[Region pointing data]

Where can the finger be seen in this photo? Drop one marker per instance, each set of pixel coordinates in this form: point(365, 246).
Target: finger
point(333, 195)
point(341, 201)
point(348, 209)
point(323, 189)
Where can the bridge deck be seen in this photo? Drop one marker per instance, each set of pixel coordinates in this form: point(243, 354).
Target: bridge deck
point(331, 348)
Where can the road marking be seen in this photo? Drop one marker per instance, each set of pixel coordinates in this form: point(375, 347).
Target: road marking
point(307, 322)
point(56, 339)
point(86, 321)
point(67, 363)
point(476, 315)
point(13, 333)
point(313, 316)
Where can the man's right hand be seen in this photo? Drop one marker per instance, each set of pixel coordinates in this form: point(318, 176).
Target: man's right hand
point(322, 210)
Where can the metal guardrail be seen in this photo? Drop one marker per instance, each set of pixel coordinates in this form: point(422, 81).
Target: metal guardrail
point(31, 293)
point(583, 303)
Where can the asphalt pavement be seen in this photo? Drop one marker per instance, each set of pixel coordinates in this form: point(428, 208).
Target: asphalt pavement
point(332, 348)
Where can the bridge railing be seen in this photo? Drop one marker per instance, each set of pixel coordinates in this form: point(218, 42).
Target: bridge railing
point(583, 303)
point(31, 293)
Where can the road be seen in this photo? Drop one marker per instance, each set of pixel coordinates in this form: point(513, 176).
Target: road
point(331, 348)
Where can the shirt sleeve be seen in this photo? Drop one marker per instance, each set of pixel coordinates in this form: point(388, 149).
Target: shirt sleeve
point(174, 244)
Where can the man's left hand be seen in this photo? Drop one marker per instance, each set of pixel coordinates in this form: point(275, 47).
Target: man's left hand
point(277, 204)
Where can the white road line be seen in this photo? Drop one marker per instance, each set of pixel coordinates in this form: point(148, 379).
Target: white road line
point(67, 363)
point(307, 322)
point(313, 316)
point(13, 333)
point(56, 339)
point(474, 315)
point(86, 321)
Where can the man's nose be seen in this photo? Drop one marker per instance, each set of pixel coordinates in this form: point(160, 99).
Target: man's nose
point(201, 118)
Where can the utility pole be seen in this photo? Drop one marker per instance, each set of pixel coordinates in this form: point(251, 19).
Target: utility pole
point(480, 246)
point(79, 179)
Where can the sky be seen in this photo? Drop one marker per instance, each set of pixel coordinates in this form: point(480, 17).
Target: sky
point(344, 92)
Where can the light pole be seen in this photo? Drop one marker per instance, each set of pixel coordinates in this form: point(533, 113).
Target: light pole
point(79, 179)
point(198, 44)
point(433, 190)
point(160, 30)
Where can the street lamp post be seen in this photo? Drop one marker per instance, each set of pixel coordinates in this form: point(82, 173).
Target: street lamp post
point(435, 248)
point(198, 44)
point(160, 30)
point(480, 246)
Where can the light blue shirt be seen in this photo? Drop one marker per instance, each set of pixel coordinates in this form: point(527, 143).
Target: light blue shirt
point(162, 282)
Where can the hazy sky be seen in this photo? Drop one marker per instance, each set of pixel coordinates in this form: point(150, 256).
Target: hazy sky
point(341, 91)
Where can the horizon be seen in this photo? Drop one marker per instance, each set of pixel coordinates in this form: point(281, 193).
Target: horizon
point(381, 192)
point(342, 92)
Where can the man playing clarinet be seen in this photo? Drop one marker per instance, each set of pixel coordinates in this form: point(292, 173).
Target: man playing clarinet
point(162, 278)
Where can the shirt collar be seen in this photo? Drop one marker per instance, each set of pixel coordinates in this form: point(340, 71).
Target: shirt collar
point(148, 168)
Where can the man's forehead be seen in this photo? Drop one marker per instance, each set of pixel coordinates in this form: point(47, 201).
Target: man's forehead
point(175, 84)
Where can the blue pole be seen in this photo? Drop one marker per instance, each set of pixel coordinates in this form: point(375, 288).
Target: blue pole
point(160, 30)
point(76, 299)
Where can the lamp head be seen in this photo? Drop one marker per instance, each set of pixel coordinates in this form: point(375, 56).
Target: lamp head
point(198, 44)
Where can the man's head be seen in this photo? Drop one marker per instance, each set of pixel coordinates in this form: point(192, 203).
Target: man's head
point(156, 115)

How to complete this task – Copy every line of the data above, beginning with the first and ending with the line that contains "Where can the bridge deck", and give nothing more.

Reply –
Where can the finger be seen in this photo? Drop one marker per instance, each set of pixel coordinates in this form: point(365, 246).
Target: finger
point(333, 195)
point(341, 201)
point(348, 209)
point(323, 189)
Where can the bridge deck be seen in this photo? Drop one marker per instance, each set of pixel coordinates in this form: point(243, 354).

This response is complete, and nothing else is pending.